Species of flowering plant

Daviesia grahamii is a species of flowering plant in the family Fabaceae and is endemic to the interior of Western Australia. It is a multi-stemmed shrub with narrowly egg-shaped to linear phyllodes, and bright yellow to orange-yellow, dark red and maroon flowers.

==Description==
Daviesia grahamii is a multi-stemmed shrub that typically grows to a height of 20–50 cm high, up to 1 m and has tangled branches. Its phyllodes are scattered, narrowly egg-shaped with the narrower end towards the base, to linear, usually up to 50 mm long and 3 mm wide with a hard, but not sharply-pointed tip. The flowers are arranged in up to four groups of one or two on a peduncle 0.8–2.5 mm long, each flower on a pedicel 1.4–3.2 mm long with bracts about 1.5 mm long at the base. The sepals are 3.0–3.5 mm long and joined at the base, the upper two with lobes up to 1.5 mm long and the lower three 0.5–1 mm long. The standard petal is bright yellow to orange-yellow, 7–8 mm long with a dark red base, the wings about 6–7 mm long and dark red with yellow-orange tips, and the keel is 5–6 mm long and maroon. Flowering occurs from July to October and the fruit is a flattened triangular pod 6–8 mm long.

==Taxonomy and naming==
Daviesia grahamii was first formally described in 1984 by Alfred James Ewart and Jean White-Haney in the Proceedings of the Royal Society of Victoria from specimens collected by Max Koch in 1905. The specific epithet (grahamii) honours George Graham, Minister for Agriculture.

==Distribution and habitat==
This daviesia grows in spinifex hummock-grassland in arid areas of Western Australia between the Little Sandy Desert and the eastern edge of the wheatbelt.

==Conservation status==
Daviesia grahamii is listed as "not threatened" by the Department of Biodiversity, Conservation and Attractions.
::::::::
### ABOUT THIS EXERCISE:
According to the passage on Daviesia grahamii, during which months does the plant flower? The records that come next are from a different source.
::::::::
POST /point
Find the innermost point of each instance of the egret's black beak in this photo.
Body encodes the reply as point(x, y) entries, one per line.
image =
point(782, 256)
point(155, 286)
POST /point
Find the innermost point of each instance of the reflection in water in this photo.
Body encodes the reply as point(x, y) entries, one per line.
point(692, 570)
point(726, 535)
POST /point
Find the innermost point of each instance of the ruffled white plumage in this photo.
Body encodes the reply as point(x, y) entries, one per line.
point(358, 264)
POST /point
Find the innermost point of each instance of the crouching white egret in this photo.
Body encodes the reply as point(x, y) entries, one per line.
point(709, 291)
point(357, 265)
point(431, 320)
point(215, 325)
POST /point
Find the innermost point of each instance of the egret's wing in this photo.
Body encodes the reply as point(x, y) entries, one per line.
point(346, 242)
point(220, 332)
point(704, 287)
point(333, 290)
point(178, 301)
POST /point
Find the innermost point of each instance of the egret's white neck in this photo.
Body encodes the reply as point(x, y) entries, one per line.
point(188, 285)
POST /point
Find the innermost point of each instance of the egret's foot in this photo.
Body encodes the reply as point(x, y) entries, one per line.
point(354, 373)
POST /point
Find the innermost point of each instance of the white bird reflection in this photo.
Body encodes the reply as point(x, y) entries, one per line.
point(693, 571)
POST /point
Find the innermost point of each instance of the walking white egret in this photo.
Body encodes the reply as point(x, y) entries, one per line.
::::::::
### PROBLEM SOLUTION:
July to October.